- **PROBLEM REQUIREMENTS**
Tally the lines in the listing below that include "post". Answer with the count and nothing more.
==============================
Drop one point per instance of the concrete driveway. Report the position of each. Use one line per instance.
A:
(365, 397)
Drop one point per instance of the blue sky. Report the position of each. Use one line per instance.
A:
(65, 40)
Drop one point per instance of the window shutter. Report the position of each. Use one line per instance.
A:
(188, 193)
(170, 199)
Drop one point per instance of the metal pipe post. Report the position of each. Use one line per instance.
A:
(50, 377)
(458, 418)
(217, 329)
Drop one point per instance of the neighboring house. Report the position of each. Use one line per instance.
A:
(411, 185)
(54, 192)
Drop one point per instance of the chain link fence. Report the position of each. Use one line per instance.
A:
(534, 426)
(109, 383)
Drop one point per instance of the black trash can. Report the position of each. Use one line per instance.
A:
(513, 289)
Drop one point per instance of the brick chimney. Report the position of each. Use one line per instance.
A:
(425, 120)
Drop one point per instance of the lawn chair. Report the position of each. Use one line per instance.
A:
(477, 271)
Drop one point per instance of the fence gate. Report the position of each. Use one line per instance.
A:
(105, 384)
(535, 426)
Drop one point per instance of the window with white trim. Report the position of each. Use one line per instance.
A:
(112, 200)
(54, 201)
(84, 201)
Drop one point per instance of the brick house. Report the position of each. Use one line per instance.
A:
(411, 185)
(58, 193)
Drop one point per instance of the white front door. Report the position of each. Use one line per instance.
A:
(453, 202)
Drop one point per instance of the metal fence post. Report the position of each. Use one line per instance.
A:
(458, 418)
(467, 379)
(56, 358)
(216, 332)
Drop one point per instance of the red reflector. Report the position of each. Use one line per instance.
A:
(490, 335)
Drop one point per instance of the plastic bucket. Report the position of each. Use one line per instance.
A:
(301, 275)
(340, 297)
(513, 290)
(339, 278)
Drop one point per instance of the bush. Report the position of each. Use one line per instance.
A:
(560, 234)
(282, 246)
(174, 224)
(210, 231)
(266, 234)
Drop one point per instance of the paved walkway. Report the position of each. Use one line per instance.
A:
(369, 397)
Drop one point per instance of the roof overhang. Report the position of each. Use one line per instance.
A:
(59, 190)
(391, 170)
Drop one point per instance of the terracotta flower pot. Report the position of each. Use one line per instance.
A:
==============================
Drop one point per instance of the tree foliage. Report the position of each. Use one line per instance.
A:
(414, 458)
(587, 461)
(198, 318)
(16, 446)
==============================
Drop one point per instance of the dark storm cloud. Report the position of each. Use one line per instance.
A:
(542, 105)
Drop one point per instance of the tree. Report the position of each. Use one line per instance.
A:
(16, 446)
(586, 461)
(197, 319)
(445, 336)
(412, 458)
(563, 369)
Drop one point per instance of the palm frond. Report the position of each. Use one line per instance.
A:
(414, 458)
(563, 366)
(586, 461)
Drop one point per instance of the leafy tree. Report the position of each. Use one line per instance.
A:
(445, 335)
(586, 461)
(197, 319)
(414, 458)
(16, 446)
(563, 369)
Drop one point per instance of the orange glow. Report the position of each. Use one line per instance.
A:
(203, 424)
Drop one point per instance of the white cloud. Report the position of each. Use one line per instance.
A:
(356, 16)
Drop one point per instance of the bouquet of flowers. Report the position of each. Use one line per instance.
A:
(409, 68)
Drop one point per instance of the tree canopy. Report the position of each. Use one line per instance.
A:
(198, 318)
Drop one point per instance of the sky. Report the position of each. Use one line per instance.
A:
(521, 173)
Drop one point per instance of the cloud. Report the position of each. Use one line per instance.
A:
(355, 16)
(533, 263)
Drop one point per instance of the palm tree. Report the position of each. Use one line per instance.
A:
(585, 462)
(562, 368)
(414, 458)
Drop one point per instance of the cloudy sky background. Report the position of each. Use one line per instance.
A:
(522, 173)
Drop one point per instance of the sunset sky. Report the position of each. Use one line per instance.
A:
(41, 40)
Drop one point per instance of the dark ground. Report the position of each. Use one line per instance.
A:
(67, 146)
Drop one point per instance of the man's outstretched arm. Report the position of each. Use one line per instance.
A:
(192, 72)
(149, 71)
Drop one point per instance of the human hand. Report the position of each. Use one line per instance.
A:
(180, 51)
==============================
- **ANSWER SECTION**
2